_EXERCISE_
Print out the part of the listing that opens with the line containing "Pin the man's" and runs through the end of the listing, reproducing each line without change.

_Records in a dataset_
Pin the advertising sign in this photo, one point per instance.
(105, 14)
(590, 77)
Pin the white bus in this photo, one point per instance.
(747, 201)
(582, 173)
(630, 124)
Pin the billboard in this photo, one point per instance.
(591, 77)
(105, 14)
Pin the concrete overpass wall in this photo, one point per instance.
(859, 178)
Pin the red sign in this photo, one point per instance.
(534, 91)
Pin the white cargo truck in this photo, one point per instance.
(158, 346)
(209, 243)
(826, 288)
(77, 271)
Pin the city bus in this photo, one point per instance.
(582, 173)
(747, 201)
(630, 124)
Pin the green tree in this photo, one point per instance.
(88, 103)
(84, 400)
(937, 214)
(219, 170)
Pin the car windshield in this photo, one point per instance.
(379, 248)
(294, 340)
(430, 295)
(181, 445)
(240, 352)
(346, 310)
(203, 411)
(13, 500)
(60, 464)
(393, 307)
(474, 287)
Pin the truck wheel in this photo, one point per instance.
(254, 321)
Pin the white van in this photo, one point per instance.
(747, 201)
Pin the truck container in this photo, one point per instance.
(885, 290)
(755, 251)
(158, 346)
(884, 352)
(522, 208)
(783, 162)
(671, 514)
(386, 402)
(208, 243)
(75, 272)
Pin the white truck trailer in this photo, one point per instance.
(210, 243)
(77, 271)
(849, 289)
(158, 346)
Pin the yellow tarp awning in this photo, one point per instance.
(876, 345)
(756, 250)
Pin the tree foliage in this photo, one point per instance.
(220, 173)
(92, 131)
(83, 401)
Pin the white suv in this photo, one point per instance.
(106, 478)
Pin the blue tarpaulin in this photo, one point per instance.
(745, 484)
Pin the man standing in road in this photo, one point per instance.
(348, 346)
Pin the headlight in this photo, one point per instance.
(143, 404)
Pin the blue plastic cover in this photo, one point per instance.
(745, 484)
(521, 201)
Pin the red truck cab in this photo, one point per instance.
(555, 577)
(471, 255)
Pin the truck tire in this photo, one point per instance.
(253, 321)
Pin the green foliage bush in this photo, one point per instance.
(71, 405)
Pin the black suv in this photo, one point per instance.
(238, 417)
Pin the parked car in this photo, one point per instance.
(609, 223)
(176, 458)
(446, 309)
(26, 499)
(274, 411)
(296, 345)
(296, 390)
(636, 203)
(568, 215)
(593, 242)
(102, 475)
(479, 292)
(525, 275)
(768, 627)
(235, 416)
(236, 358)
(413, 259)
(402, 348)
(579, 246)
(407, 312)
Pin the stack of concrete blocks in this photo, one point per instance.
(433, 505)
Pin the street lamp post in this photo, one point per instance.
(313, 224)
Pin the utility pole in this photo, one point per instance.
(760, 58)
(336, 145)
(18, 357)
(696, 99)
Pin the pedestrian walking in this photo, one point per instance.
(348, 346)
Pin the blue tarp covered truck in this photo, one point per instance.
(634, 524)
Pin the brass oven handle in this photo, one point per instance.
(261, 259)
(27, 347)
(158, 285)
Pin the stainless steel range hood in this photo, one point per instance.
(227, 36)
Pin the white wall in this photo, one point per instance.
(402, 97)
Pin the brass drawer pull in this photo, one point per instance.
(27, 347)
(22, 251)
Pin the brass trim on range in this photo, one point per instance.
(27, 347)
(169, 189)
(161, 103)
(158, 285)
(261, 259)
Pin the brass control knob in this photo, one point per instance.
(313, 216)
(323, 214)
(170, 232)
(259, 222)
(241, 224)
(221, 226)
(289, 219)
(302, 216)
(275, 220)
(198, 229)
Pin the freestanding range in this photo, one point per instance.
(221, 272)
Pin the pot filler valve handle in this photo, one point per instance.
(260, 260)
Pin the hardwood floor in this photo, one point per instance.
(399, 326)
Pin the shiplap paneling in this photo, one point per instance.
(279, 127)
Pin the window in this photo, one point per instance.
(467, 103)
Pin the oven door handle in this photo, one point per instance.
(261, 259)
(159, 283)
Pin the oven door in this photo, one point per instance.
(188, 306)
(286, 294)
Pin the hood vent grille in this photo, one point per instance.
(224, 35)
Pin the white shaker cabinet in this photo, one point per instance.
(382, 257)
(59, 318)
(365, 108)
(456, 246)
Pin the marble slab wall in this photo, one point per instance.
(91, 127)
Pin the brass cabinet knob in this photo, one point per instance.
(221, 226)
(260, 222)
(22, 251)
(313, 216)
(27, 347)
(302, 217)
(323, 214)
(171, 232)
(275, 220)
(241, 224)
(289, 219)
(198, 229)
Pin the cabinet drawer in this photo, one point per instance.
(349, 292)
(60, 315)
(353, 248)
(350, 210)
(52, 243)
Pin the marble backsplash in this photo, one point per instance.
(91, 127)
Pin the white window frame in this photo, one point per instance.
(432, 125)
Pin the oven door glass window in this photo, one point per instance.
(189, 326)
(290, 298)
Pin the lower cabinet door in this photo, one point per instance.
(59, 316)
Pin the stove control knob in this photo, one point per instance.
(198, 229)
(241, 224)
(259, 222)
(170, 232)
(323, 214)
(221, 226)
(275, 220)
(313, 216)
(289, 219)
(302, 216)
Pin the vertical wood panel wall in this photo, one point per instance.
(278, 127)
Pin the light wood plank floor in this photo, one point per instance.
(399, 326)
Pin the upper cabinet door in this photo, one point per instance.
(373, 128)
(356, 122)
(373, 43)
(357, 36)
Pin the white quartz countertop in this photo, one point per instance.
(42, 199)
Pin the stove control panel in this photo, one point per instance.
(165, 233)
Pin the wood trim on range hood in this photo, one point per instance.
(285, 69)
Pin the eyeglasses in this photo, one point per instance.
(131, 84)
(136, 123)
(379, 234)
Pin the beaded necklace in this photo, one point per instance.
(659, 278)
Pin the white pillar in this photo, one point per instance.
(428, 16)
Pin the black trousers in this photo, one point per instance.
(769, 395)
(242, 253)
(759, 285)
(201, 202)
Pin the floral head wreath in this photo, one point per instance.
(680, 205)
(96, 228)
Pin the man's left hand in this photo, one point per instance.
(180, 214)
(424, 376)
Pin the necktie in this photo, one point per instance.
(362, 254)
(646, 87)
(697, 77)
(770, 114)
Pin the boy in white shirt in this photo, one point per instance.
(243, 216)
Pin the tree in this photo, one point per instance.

_FINAL RESULT_
Pin the man's left hand in this photo, one point per instance.
(180, 214)
(424, 376)
Pin the necktie in this photo, one point per instance.
(362, 254)
(646, 87)
(697, 77)
(770, 114)
Pin the boy in white shirt in this photo, one point per instance.
(243, 216)
Pin the tree in this photo, one point per instance.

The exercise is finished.